■ Records for this task

=== Begin Enclosure ===

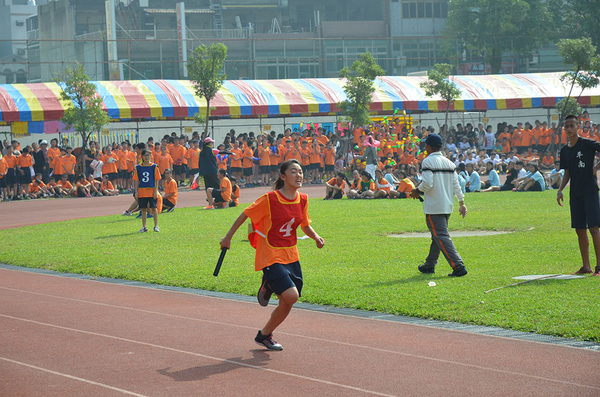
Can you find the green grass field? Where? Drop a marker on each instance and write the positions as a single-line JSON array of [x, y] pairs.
[[359, 267]]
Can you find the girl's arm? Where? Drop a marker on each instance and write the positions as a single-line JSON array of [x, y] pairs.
[[226, 241], [310, 232]]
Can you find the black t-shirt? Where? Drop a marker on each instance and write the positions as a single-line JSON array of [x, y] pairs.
[[579, 161], [513, 174]]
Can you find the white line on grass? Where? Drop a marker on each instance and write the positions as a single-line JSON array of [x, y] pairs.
[[91, 382]]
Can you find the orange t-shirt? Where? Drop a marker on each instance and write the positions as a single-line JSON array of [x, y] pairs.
[[275, 219], [193, 157], [248, 162], [225, 188], [171, 187], [265, 156], [68, 162], [406, 186], [53, 154], [110, 166], [177, 154], [147, 191], [236, 158], [165, 162], [25, 161], [107, 186]]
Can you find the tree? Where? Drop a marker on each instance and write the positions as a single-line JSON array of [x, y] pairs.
[[205, 68], [585, 74], [492, 28], [438, 84], [359, 89], [84, 106]]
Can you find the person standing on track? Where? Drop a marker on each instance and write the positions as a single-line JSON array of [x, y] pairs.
[[275, 217], [440, 185], [577, 159]]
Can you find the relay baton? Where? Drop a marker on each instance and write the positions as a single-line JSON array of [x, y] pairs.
[[220, 261]]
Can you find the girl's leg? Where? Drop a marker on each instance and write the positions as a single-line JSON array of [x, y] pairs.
[[286, 301]]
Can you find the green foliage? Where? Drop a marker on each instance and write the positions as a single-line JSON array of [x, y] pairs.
[[439, 84], [205, 68], [359, 88], [360, 266], [84, 106], [491, 28]]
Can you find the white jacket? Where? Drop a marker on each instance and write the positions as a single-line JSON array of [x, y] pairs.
[[440, 184]]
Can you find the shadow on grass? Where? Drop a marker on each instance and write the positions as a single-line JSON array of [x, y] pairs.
[[416, 278], [115, 235], [259, 359]]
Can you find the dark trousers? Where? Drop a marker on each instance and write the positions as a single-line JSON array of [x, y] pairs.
[[441, 242]]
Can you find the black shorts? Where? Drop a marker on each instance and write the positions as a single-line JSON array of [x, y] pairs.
[[280, 277], [211, 181], [177, 169], [217, 197], [25, 177], [146, 202], [536, 187], [11, 177], [338, 195], [167, 204], [585, 211]]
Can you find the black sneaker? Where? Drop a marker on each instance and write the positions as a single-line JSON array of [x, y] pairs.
[[427, 269], [267, 341], [264, 293], [458, 272]]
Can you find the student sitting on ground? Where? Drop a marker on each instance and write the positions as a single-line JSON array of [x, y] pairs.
[[221, 196], [406, 185], [365, 189], [82, 187], [38, 189], [334, 188], [474, 181], [493, 178], [170, 193], [63, 187]]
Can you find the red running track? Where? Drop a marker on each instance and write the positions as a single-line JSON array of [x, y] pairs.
[[75, 337]]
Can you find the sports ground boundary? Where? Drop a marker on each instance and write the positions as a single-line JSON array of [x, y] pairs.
[[469, 328]]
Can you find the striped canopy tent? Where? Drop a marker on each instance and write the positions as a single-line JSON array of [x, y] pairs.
[[175, 99]]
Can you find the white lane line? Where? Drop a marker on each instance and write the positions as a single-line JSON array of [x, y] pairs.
[[91, 382], [223, 360], [377, 349]]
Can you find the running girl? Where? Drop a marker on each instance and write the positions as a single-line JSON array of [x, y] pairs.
[[275, 217]]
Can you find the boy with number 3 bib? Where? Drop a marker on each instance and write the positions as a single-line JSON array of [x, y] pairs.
[[275, 217], [146, 177]]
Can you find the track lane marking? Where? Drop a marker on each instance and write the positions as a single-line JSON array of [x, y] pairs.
[[91, 382], [223, 360]]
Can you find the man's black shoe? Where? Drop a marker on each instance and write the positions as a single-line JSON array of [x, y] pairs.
[[458, 272], [426, 269]]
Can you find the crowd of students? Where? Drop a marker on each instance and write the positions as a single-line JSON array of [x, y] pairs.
[[384, 161]]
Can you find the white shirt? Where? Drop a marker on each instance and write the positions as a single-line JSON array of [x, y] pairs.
[[440, 185]]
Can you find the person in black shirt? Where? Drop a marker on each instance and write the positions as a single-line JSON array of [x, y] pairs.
[[577, 159]]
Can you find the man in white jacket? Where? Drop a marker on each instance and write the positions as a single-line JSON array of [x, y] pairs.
[[439, 186]]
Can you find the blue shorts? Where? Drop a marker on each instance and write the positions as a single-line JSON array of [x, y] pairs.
[[283, 277], [585, 211]]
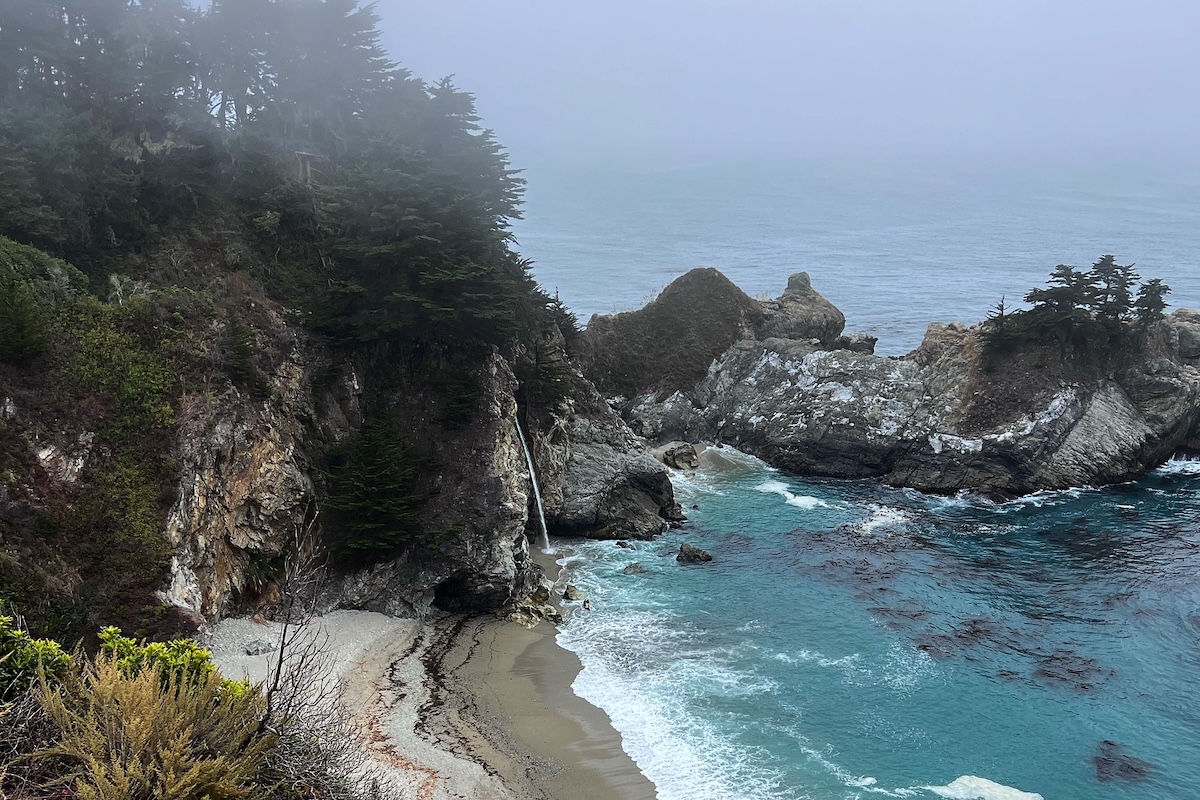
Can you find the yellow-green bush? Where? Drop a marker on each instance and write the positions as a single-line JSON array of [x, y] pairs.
[[22, 656], [153, 735]]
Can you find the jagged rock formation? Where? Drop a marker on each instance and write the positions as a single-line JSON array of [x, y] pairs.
[[598, 479], [250, 483], [801, 313], [943, 417], [669, 344]]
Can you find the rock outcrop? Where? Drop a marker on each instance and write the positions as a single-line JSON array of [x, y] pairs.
[[943, 417], [250, 463], [598, 480], [669, 344], [801, 313]]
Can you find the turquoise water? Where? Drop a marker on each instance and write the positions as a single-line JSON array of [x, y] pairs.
[[852, 641], [855, 641], [894, 246]]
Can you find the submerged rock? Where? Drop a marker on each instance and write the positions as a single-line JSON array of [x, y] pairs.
[[693, 554], [679, 455], [1113, 763]]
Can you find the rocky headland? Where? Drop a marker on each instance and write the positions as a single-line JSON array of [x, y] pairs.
[[779, 379]]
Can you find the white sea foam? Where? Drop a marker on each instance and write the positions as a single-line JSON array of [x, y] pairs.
[[1180, 467], [1043, 499], [627, 673], [799, 500], [885, 521], [971, 787], [809, 656]]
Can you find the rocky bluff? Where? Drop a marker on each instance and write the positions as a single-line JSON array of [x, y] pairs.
[[778, 379], [252, 483]]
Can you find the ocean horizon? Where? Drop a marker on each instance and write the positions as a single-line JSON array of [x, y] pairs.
[[853, 641], [895, 246]]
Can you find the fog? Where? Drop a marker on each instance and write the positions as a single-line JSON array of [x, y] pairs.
[[678, 79]]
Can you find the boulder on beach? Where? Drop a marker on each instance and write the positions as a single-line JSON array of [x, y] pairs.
[[693, 554]]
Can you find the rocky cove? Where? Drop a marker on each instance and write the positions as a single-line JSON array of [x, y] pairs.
[[702, 364], [779, 380]]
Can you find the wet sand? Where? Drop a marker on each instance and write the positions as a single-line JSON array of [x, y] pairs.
[[544, 740], [459, 707]]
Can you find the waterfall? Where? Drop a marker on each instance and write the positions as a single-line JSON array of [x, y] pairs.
[[544, 537]]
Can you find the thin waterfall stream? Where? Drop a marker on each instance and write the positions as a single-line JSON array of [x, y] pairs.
[[544, 537]]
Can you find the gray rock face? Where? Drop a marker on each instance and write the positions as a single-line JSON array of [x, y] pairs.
[[598, 479], [678, 455], [244, 488], [935, 420], [1187, 328], [801, 313], [670, 343], [481, 498]]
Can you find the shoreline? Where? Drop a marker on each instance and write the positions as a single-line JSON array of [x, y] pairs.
[[457, 707]]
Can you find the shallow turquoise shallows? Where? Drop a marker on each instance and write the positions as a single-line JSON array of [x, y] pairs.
[[855, 641], [852, 641]]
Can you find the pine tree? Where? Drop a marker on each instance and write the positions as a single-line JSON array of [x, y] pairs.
[[22, 322], [1151, 301], [372, 494]]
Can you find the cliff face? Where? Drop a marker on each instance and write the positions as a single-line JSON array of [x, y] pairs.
[[945, 417], [247, 492], [243, 481]]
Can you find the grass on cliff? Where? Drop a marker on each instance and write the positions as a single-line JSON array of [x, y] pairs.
[[159, 722]]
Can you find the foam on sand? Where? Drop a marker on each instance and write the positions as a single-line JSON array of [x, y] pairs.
[[971, 787]]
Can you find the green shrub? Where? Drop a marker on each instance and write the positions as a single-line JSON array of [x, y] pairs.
[[51, 278], [22, 320], [147, 733], [183, 661]]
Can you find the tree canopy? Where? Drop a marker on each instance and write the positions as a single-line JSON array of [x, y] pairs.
[[373, 198]]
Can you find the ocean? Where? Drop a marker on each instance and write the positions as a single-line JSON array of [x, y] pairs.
[[893, 246], [852, 641]]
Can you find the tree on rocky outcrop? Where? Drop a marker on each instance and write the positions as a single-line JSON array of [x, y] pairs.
[[1151, 301], [1087, 312], [372, 500], [1111, 290]]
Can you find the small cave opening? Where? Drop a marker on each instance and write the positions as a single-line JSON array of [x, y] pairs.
[[453, 595]]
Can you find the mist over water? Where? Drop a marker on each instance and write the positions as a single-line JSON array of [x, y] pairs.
[[894, 245], [852, 641]]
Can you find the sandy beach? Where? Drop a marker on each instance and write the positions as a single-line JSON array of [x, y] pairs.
[[459, 708]]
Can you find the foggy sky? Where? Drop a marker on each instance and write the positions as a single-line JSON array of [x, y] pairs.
[[705, 78]]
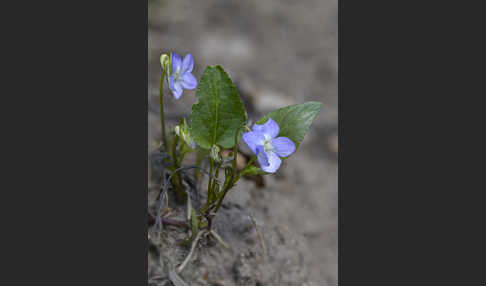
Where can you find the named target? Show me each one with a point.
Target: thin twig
(158, 223)
(193, 246)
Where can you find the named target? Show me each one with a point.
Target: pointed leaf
(219, 112)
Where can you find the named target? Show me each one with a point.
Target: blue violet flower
(181, 75)
(263, 141)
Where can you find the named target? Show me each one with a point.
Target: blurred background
(278, 53)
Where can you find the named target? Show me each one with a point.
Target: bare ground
(278, 53)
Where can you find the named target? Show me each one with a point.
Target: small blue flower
(181, 75)
(263, 141)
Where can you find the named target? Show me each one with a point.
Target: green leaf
(294, 120)
(219, 112)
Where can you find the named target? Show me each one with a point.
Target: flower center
(267, 144)
(177, 74)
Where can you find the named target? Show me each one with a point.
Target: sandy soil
(278, 53)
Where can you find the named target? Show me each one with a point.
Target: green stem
(176, 179)
(231, 180)
(162, 121)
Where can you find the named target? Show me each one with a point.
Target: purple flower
(181, 75)
(263, 141)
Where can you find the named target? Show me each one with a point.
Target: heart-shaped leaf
(219, 112)
(294, 120)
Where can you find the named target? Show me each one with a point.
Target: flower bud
(165, 61)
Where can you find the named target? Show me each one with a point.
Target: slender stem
(176, 180)
(162, 121)
(210, 182)
(231, 181)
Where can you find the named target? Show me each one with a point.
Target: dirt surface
(278, 53)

=== End Enclosure ===

■ Task to carry out
Each line from the one containing "Target: slender stem" down to the final line of the listing must appear in the answer exactly as written, and no other line may.

■ Exercise response
Target: slender stem
(176, 180)
(162, 121)
(210, 182)
(231, 181)
Where can you find the named target? Show me each one with a point.
Target: dirt surface
(278, 53)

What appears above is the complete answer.